### Exercise details
Down to the last line, set down the listing below exactly, apart from its pictures.

### Data under study
··········
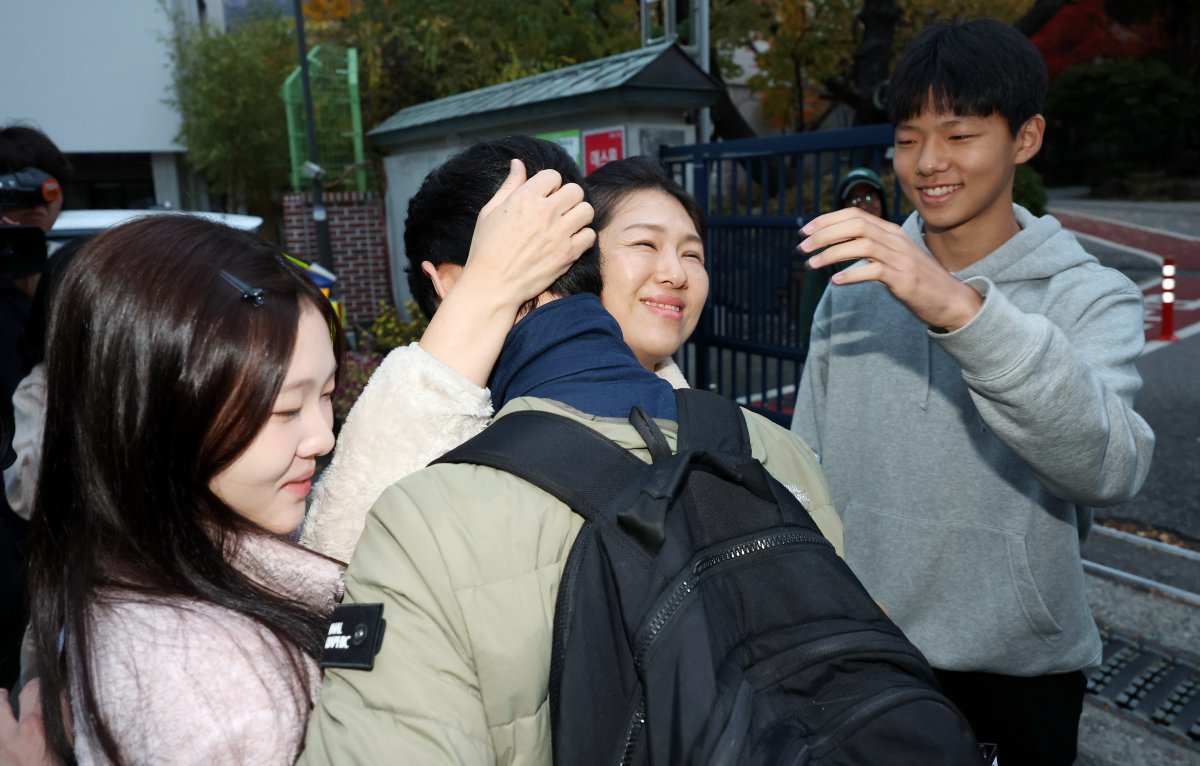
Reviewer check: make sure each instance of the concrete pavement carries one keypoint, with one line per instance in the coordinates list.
(1134, 237)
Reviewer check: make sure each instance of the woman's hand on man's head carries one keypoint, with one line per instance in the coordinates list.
(527, 237)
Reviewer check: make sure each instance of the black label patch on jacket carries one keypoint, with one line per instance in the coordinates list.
(355, 634)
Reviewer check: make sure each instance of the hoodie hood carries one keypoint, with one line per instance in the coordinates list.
(1039, 251)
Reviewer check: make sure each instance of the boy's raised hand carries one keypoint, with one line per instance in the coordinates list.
(939, 299)
(529, 234)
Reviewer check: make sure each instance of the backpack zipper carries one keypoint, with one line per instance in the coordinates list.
(684, 588)
(677, 598)
(635, 732)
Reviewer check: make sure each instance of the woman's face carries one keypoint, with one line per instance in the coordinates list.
(270, 480)
(654, 280)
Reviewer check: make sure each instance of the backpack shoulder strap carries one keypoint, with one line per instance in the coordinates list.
(711, 422)
(564, 458)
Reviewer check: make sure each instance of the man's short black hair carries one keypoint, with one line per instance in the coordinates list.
(970, 69)
(442, 214)
(23, 147)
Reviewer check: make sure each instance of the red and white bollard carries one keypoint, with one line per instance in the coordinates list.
(1167, 327)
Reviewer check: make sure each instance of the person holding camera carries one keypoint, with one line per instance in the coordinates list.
(31, 169)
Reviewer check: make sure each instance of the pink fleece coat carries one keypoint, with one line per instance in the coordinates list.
(185, 682)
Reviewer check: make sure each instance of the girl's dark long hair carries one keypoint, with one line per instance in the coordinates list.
(160, 375)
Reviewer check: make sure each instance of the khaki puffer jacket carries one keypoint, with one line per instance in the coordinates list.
(466, 561)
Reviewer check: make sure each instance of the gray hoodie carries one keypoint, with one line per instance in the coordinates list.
(964, 464)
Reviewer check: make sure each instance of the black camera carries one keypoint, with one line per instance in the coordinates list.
(22, 250)
(28, 187)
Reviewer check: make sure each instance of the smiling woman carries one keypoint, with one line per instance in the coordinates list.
(652, 257)
(190, 367)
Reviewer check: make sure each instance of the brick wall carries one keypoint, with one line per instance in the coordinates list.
(359, 241)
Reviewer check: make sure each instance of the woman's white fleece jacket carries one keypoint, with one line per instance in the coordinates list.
(413, 410)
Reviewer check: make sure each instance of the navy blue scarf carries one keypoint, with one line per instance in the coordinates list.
(571, 351)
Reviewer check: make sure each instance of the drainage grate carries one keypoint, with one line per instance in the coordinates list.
(1151, 686)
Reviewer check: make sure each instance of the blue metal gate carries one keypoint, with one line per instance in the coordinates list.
(757, 192)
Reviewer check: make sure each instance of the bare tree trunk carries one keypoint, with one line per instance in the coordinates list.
(873, 59)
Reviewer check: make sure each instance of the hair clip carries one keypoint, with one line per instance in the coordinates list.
(253, 294)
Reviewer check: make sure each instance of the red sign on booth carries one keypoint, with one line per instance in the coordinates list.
(603, 147)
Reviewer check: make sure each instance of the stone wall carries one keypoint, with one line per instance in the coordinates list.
(359, 243)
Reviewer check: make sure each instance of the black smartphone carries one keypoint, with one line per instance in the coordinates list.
(22, 250)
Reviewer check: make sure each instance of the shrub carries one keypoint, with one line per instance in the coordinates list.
(389, 330)
(1119, 114)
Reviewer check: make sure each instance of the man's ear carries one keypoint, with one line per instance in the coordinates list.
(1029, 138)
(443, 276)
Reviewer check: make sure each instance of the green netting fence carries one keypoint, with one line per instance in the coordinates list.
(334, 78)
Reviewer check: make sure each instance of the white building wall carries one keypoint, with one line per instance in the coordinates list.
(93, 76)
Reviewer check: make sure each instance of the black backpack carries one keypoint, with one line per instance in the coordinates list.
(703, 618)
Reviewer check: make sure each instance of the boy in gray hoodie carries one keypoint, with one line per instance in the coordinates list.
(969, 389)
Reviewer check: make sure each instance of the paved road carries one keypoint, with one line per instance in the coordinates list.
(1170, 396)
(1134, 238)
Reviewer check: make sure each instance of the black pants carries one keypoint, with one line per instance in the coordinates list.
(1033, 722)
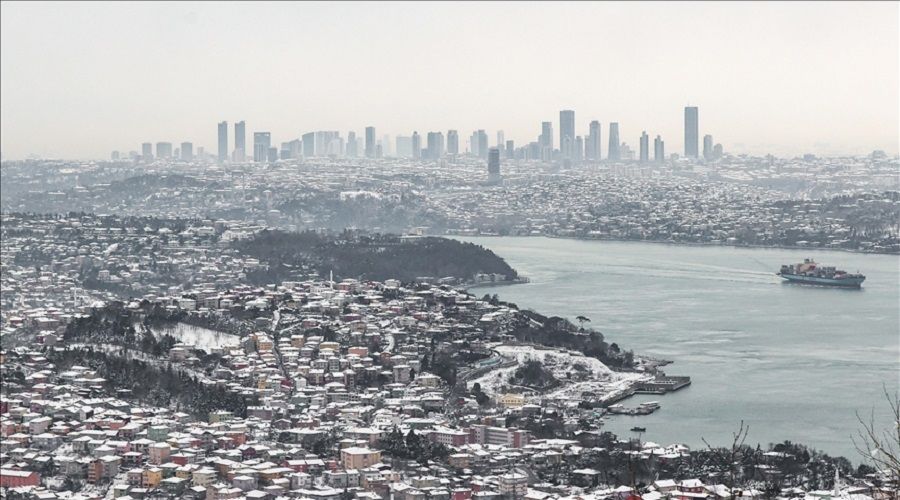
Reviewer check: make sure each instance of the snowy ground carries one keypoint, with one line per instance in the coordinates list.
(577, 373)
(200, 337)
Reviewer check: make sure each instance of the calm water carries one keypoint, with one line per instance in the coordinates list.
(795, 362)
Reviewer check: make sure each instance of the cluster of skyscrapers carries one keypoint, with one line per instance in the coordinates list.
(572, 147)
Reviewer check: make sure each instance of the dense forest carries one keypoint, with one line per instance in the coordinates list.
(375, 257)
(154, 384)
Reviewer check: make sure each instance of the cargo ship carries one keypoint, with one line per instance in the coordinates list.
(809, 272)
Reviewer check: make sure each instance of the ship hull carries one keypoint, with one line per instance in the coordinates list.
(814, 280)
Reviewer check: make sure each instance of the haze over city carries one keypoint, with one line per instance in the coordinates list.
(82, 80)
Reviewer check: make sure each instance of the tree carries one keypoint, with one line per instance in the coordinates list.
(729, 460)
(582, 320)
(881, 447)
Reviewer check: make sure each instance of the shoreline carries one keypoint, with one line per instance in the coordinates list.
(674, 243)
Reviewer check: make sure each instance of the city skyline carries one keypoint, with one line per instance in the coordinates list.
(777, 86)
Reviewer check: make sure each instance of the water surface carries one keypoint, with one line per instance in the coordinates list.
(795, 362)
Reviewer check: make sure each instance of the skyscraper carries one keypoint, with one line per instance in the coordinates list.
(147, 151)
(417, 146)
(614, 154)
(707, 147)
(452, 142)
(240, 141)
(494, 165)
(691, 131)
(309, 144)
(262, 141)
(370, 142)
(645, 147)
(567, 133)
(546, 139)
(435, 145)
(592, 148)
(482, 144)
(223, 141)
(187, 151)
(351, 145)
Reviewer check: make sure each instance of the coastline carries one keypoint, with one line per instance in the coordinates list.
(673, 243)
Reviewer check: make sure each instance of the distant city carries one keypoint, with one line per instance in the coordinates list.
(570, 147)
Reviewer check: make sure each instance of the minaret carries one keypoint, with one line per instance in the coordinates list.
(837, 490)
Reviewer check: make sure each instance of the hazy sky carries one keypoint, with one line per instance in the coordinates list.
(80, 80)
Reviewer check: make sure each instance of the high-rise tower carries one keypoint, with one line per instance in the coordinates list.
(370, 142)
(691, 131)
(592, 148)
(240, 141)
(645, 147)
(567, 133)
(614, 154)
(223, 141)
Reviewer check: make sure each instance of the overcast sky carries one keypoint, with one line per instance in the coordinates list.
(82, 79)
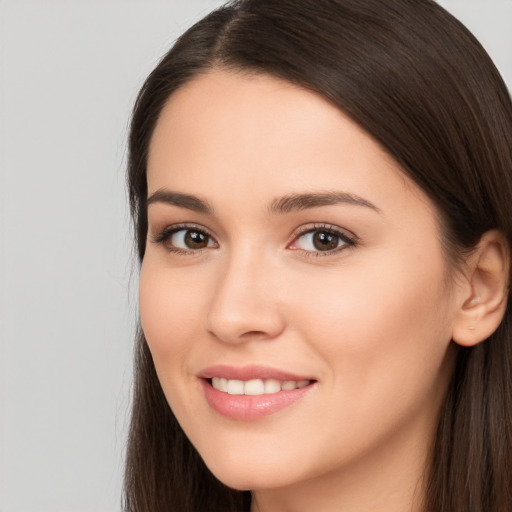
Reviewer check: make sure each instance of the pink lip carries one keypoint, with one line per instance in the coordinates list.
(246, 407)
(249, 372)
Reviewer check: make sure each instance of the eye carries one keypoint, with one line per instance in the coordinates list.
(185, 239)
(322, 240)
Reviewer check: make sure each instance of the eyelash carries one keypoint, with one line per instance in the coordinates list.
(348, 241)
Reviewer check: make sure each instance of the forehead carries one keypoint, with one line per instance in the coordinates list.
··········
### Result
Reviewer check: make sure each instance of the concrete pavement carries one keypoint, with one line per instance in the coordinates list.
(1134, 237)
Reviewer check: make sure each instance of the woman's hand on man's head carries one keypoint, with one line per instance in the coordinates list.
(527, 237)
Reviewer check: make sure each instance of the black label patch on jacket carries one keypoint, with one line per instance in the coordinates list.
(355, 634)
Reviewer check: make sure each instance of the hoodie hood carries one keypoint, with one line per instance in the coordinates list.
(1039, 251)
Reviewer check: make sure each instance of the boy's raised hand carries one keypoint, with one line per instance in the coordinates list.
(939, 299)
(529, 234)
Reviewer check: make sure each instance of the backpack zipper carries one keypoint, with one line per instance in the coordinates list.
(684, 588)
(677, 598)
(635, 732)
Reviewer check: make sure each instance of the woman's face carries one keypoint, with one line per instance in the coordinates list.
(270, 480)
(654, 280)
Reviewer check: make sure each instance of the backpack shoulder strap carries one keypoint, with one line per instance in the coordinates list.
(711, 422)
(564, 458)
Reviewer check: make sure each instance of the man's short black hair carries one keypoint, with one line per instance in the coordinates list.
(970, 69)
(442, 214)
(23, 147)
Reviewer check: make sure each instance of the red and white bollard carries one keypoint, with one line per instance in the coordinates list.
(1167, 327)
Reviewer check: make sure each instance of the person holding camera carries one keypoint, with one line per instance in the coordinates list.
(31, 169)
Reviewer check: make sure each instance of the pink fleece coat carries one keypoint, with one line per instance in the coordinates list.
(185, 682)
Reviewer check: make sure each instance of the girl's dark long hair carries one keypoint, with one line per instance in the coordinates list.
(160, 375)
Reviewer check: make sure each instance of the khaki puffer jacket carries one keypoint, with one line per instance in the coordinates list.
(466, 561)
Reviewer check: make sure each instance of the gray hoodie carries one keypoint, with one line per instance in the coordinates list.
(964, 464)
Reviewer check: make sure each instance of the black camera carries one keypoint, with one line per instance in the coordinates list.
(22, 250)
(28, 187)
Reviewer check: make sure each instance of the smiling woman carries one keypoint, with one line per instance in the coordinates list.
(652, 257)
(190, 367)
Reviewer check: make sure each instance of the brick wall carries one keypoint, with one line per instance in the coordinates list.
(359, 241)
Reviewer check: make sure each instance of the woman's white fleece jacket carries one keypoint, with one line per instance in the coordinates list.
(413, 410)
Reviewer check: make sure each instance of the navy blue scarf carries one keypoint, with one line per instance in the coordinates list.
(571, 351)
Reviewer check: make sure each instance of the drainage grate carries one keypoint, with one line per instance in the coordinates list.
(1151, 686)
Reviewer check: make sure each instance of the blue metal gate carries one keypoint, with one line per instance in the coordinates list.
(757, 192)
Reviewer check: make sure each instance of the bare tree trunk carries one keypoint, with one line per instance in the coordinates list.
(873, 59)
Reviewer check: make sure each instance of the hair clip carries one keypoint, with one line per instance in the coordinates list.
(253, 294)
Reviewer check: make sure each instance of the red sign on booth carries one keypoint, with one line per instance in the coordinates list.
(603, 147)
Reviewer check: make sure each instance of the stone wall carries one keypoint, with one line per instance in the coordinates list.
(359, 243)
Reviewer check: make sure each instance of the black smartphone carries one keypoint, with one line per instance in the coordinates list.
(22, 250)
Reviewer check: make sure each instance of the shrub carries one keypoint, with one line per instance in the coordinates list.
(389, 330)
(1119, 114)
Reviewer check: make sure each instance of the man's ear carries one keypoint, with one line per instance in the coordinates list.
(1029, 138)
(443, 276)
Reviewer check: make sure each instance of the green netting fence carries one keypoint, with one line per instance in the coordinates list.
(334, 78)
Reviewer check: make sure each instance of the white building wall carries one keypoint, with one line per instance in the coordinates list.
(93, 76)
Reviewer check: make sure each instance of the black backpack carries one keypoint, with one line per instance in the coordinates list.
(703, 618)
Reviewer check: make sure each instance of the boy in gray hoodie carries one keypoint, with one line per instance in the coordinates list.
(969, 389)
Reviewer check: make sure each instance of the paved road carries one keypoint, with one line per instance in the coordinates list.
(1170, 396)
(1134, 238)
Reviewer check: make sure each instance of the black pants carries one keypoint, with one line per instance in the coordinates list.
(1033, 722)
Reviewer check: make sure each instance of the snowy ground carries one keypoint, with one line per instance in the coordinates list.
(577, 373)
(200, 337)
Reviewer check: make sure each instance of the calm water carries one keypoint, with one line per instance in the coordinates list.
(795, 362)
Reviewer check: make sure each instance of the cluster of skyscrapers carries one keypoint, with one line per instance in the coordinates list.
(572, 147)
Reviewer check: make sure each instance of the dense forest carries one keypoint, with one line per instance in the coordinates list.
(375, 257)
(154, 384)
Reviewer check: make sure each instance of the cargo ship carries one keypoint, with one line per instance in the coordinates list.
(809, 272)
Reviewer check: make sure each instance of the ship hull carries one keypoint, with one line per instance in the coordinates list.
(814, 280)
Reviewer check: make sure each instance of the haze over city carries one keypoint, with one line per instance in the coordinates list.
(82, 80)
Reviewer check: make sure each instance of the tree carries one keypoint, with one line per instance in the coordinates list.
(729, 460)
(582, 320)
(881, 447)
Reviewer check: make sure each instance of the shoreline carries one keypoint, with one line per instance in the coordinates list.
(674, 243)
Reviewer check: make sure each instance of the city skyline carries one keypoint, with one line per instance in the coordinates list.
(777, 86)
Reviewer check: make sure each instance of the water surface carries one keypoint, with one line per instance in the coordinates list.
(795, 362)
Reviewer check: make sure each instance of the skyscraper carries one keypoint, with one line per instance in the coordinates list.
(147, 151)
(417, 146)
(614, 154)
(707, 147)
(452, 142)
(240, 141)
(494, 165)
(691, 131)
(309, 144)
(262, 141)
(370, 142)
(645, 147)
(567, 133)
(546, 139)
(435, 145)
(592, 148)
(482, 144)
(223, 141)
(187, 151)
(351, 145)
Reviewer check: make sure each instance of the coastline carries one keypoint, with one line per instance in the coordinates list.
(673, 243)
Reviewer check: make sure each instance of the distant city carries one keypoint, with one line per instance in the coordinates list.
(570, 147)
Reviewer check: make sure each instance of the minaret carries one keypoint, with one line per instance in the coordinates list.
(837, 490)
Reviewer check: make sure each instance of the hazy sky carries one keypoint, with one line per instance in the coordinates list.
(80, 80)
Reviewer check: make sure each instance of the high-rise tower carries one keypoint, with one line per instance in the coordinates list.
(370, 142)
(691, 131)
(592, 148)
(240, 141)
(645, 147)
(567, 133)
(614, 154)
(223, 141)
Reviewer check: make sure each instance of the overcast sky carries one keypoint, with one line per instance in the coordinates list.
(82, 79)
Reviewer check: make sure each instance of the pink lip carries one keypoint, with one line per instance in the coordinates list.
(246, 407)
(249, 372)
Reviewer check: make sure each instance of the eye carries one keypoint, with one line per instance in the coordinates list.
(185, 239)
(322, 240)
Reviewer check: make sure each instance of the eyelash carries one keypoint, with one line per instance in the coordinates list.
(348, 241)
Reviewer check: make sure each instance of the forehead carries one keypoint, with one line per instance in the coordinates list.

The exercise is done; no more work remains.